Extract:
☆ ☆ ☆ ☆ ☆ ☆ ☆
Manual Evaluation Guide

Manual Evaluation

Manual Evaluation is a workflow where humans directly evaluate and manage the quality of an AI model's responses. Collaboration between Workers and Reviewers enables systematic quality control and the selection of Gold Responses.

The overall flow is as follows:

Create Task: A Reviewer creates a Manual Evaluation task and assigns a Dataset/Metric.
Conduct Evaluation: A Worker selects the task from their home screen, evaluates based on the rubric, and then Submits/Skips.
Review/Analyze: The Reviewer manages Gold Responses in the TableView and compares performance using the dashboard.

Key Functions by Role:

Worker: Focuses on evaluation/submission. Optionally inputs a Gold Response in the final step.
Reviewer: Manages scores/Gold Responses per query in the TableView and analyzes the Dashboard.

Reviewer ① — Task Creation

The Reviewer manages the entire evaluation process, from task creation to analysis. This section guides you through how to create a Task and manage Eval Sets.

Step 1. Create Task

① Start Creating a Manual Evaluation Task

Click the [+ New Task] button in the upper right corner of the [Manual Evaluation] page to start a new evaluation task.
☆ ☆ ☆ ☆ ☆ ☆ ☆
Stored records:
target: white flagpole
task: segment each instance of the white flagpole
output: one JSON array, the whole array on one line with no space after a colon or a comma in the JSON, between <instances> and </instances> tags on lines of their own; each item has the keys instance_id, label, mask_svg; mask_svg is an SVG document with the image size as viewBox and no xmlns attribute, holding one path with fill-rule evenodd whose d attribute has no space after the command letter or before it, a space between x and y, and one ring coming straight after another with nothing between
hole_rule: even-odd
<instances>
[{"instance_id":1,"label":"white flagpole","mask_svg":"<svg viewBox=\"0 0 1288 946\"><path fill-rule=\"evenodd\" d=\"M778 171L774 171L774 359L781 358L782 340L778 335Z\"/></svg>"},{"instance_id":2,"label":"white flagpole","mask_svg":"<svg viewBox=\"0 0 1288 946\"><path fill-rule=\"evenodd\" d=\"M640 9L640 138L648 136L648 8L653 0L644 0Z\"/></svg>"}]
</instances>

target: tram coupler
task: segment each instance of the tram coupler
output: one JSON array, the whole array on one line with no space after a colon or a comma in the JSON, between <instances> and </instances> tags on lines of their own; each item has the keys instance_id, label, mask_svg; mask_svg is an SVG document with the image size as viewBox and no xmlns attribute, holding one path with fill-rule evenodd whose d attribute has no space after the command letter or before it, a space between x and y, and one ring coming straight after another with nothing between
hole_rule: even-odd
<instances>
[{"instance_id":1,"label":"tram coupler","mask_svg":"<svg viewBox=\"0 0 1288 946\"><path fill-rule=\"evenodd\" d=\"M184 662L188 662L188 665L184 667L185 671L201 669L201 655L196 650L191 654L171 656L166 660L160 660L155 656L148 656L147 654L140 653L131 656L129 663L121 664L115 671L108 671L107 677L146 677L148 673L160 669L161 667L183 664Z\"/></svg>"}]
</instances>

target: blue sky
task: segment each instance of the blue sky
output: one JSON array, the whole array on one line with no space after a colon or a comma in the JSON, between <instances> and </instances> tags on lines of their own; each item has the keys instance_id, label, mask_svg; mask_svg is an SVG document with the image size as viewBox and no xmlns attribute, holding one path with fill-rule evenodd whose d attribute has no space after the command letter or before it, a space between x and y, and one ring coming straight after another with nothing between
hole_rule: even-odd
☆ ☆ ☆ ☆ ☆ ☆ ☆
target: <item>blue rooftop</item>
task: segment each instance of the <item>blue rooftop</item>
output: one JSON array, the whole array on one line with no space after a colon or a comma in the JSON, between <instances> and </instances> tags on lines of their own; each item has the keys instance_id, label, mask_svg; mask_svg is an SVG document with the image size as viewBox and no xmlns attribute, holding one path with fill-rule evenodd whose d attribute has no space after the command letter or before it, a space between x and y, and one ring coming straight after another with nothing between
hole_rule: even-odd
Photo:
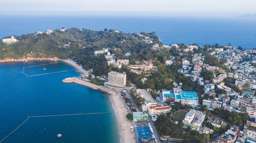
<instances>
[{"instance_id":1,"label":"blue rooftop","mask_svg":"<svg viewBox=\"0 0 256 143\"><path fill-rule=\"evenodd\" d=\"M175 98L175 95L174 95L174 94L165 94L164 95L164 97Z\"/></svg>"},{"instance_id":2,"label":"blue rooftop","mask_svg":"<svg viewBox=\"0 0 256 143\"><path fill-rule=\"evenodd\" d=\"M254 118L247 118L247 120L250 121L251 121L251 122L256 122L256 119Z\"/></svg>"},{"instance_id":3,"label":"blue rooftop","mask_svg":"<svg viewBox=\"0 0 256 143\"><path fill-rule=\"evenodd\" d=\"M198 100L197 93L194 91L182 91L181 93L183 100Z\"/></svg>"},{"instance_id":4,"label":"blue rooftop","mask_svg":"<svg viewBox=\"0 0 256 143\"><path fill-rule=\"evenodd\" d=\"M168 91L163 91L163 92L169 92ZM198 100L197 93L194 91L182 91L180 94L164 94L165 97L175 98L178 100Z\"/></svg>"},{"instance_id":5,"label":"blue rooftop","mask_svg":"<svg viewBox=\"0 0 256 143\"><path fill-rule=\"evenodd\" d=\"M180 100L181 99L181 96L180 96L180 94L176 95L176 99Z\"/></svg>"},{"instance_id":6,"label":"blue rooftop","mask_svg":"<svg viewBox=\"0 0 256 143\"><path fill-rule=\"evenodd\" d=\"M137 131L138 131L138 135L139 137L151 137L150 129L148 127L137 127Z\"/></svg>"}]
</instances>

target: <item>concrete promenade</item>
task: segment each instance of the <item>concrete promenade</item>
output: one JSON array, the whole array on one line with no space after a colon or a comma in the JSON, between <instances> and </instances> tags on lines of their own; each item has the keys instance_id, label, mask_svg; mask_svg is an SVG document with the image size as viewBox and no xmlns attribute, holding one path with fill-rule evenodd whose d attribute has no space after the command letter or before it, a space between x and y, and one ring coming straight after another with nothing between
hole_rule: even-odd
☆ ☆ ☆ ☆ ☆ ☆ ☆
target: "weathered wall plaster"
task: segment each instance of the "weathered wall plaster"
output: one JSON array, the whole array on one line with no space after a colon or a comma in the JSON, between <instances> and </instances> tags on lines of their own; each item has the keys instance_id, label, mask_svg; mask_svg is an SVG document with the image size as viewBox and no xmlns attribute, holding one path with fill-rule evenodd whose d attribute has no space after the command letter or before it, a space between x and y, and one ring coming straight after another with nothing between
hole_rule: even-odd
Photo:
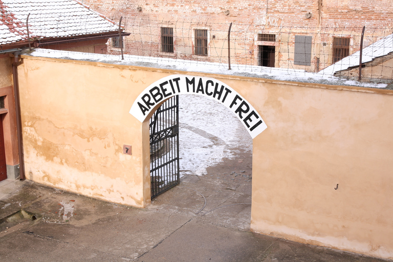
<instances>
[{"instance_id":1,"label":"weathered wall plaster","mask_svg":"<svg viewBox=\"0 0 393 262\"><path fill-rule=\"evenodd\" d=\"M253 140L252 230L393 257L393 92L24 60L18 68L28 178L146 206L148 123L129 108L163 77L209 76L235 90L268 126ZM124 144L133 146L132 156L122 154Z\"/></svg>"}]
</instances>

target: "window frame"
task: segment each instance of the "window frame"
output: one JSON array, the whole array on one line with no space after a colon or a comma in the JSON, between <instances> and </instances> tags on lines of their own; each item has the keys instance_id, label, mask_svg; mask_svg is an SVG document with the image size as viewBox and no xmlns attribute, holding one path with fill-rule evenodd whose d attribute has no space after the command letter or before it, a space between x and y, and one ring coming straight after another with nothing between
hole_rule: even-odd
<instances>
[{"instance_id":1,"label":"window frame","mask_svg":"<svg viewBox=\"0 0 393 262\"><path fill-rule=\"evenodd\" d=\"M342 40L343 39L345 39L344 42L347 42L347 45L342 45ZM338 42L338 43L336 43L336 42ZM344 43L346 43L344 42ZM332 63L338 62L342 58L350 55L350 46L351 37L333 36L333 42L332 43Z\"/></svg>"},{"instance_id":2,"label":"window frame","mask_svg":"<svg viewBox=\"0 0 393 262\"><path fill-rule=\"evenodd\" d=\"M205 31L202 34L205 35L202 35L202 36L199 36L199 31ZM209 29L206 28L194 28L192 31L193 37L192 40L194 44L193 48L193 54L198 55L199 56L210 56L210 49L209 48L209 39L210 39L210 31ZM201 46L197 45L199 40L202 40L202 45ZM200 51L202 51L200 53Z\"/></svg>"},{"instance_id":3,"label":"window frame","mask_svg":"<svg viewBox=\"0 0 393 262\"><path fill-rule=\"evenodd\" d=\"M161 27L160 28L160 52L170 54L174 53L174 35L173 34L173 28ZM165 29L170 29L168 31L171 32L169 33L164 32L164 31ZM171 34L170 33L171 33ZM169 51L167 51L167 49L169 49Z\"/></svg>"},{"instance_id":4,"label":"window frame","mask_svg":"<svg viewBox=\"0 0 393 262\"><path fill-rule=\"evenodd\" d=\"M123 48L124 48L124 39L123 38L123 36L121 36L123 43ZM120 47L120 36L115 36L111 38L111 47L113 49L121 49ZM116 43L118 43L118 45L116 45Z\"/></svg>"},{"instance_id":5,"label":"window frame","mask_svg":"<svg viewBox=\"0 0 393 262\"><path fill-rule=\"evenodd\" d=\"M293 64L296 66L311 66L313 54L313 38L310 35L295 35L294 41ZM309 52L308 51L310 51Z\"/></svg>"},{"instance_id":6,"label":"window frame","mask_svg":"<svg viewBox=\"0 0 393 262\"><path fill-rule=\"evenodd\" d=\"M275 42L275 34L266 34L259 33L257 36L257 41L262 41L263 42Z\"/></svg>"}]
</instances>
☆ ☆ ☆ ☆ ☆ ☆ ☆
Problems to solve:
a) Name the steps of the overall flow in the Manual Evaluation guide.
b) Write the next part of the Manual Evaluation guide, picking up after its last sentence.
None of these entries are needed for the work here.

Answers for the exercise:
a) Create Task, Conduct Evaluation, Review/Analyze

b)
② Enter Task Information

Enter the name and description for the Manual Evaluation Task.

Task Name: The name of the evaluation task.
Description: The purpose and a detailed description of the evaluation.

③ Create Evaluation Set & Select Metrics

After entering the information, configure the metrics to be evaluated. ※ Each metric's rubric will be displayed as evaluation questions to the worker. ※ You can use the same metrics as in automatic evaluation or create new, more human-readable evaluation questions in Custom Metrics.

Evaluation Set Configuration Tips

Split and Upload Datasets: Splitting the response set from the beginning and assigning each part to a worker makes it easier to track the overall completion progress.
Clear Rubrics: Write specific and clear rubrics that workers can easily understand.
Appropriate Scales: A 2-point or 5-point scale is recommended (overly detailed scales can reduce consistency).

④ Select Dataset

Once you select the metrics, the Dataset List will appear, allowing you to choose the target dataset for evaluation. If the dataset contains a "retrieved_context" column, it will be displayed to the worker along with the query and response for reference during evaluation.

Select the Dataset containing the Query and Response to be evaluated.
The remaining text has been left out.